TASK
Find each line below that contains the word "building" and copy those lines out in full.

#### INFORMATION SUPPLIED

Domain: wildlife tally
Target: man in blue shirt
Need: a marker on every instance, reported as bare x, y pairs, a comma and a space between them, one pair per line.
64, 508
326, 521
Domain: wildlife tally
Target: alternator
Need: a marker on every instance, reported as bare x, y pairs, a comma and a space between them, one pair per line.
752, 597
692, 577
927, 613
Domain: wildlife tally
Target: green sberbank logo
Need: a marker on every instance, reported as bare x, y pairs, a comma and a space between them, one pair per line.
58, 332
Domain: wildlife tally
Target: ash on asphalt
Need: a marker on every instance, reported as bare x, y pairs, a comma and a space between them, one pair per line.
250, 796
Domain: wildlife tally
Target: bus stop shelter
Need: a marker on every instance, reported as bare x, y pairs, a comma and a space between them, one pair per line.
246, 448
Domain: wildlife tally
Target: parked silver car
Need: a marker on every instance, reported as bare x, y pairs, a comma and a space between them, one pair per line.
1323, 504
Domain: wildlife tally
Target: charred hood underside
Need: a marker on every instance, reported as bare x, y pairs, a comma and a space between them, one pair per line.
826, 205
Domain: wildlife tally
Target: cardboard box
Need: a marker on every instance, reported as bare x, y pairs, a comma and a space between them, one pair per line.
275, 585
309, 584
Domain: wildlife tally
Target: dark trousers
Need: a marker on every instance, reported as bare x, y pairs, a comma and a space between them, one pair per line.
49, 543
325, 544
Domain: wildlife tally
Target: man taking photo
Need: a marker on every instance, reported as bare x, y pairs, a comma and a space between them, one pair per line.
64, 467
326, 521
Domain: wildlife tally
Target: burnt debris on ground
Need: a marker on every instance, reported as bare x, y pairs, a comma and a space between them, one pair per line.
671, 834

########
#### INFORMATION SUPPLIED

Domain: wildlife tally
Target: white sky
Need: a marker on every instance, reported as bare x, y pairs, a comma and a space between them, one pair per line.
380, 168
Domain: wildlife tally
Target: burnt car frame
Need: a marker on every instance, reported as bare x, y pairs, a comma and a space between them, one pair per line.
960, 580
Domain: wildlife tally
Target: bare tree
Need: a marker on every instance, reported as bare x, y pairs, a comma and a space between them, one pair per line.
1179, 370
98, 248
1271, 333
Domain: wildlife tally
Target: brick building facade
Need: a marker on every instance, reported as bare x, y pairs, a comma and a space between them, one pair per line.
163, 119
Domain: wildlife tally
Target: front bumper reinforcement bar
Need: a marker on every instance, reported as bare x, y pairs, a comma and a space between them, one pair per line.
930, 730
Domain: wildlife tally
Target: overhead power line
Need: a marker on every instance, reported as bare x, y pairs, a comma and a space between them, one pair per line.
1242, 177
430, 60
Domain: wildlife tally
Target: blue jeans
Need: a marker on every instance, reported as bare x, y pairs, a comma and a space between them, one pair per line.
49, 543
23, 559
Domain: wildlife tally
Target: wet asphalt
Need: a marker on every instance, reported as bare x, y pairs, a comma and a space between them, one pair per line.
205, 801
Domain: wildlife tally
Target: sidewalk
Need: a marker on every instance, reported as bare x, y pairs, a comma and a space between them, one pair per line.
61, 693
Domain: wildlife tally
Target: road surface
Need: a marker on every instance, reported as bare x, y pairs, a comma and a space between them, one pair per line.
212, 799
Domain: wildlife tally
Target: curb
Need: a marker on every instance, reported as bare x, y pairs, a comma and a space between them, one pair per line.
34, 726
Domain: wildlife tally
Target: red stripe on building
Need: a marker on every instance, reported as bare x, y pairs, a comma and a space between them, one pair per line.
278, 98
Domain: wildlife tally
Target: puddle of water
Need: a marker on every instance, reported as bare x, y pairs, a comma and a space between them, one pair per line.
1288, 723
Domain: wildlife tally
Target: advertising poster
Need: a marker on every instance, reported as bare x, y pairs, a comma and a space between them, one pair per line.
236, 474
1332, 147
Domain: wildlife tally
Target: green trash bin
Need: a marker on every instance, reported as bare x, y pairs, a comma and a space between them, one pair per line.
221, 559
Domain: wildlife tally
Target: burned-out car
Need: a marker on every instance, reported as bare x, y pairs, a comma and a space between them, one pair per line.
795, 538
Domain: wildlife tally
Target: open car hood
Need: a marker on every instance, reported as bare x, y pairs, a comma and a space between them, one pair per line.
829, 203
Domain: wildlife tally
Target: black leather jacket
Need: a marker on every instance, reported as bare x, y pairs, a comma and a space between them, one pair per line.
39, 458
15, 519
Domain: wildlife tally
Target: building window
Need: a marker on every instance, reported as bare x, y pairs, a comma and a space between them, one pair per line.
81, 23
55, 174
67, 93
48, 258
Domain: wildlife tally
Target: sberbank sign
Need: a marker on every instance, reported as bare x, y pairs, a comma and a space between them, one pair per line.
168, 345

########

TASK OUTPUT
Target: brick building facade
Target: red stripe on building
Target: building window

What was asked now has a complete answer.